All lines from the one containing "Return the polygon of every instance of the shoe" down to the final line of the entries below: return them exactly.

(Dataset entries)
--- START ---
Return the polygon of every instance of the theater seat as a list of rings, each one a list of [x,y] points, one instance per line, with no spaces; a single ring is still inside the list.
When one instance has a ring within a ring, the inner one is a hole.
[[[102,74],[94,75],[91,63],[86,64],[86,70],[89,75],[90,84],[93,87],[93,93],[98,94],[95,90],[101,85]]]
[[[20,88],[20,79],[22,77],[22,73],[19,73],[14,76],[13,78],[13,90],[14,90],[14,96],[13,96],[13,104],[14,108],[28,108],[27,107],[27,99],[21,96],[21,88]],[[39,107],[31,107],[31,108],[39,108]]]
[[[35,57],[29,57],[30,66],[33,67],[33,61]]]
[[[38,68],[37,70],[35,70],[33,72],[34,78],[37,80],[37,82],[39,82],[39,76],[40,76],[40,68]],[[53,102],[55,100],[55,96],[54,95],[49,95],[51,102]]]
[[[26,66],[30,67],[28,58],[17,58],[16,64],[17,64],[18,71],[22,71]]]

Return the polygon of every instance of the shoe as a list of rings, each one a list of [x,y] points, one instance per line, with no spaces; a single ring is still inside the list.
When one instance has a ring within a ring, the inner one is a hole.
--- END ---
**EXERCISE RESPONSE**
Return the polygon of every instance of the shoe as a list of rings, each one a list of [x,y] points, one instance per line, with no spaces; a single ring is still inside the list.
When one instance has a ring within a ring, the inner one is a hole.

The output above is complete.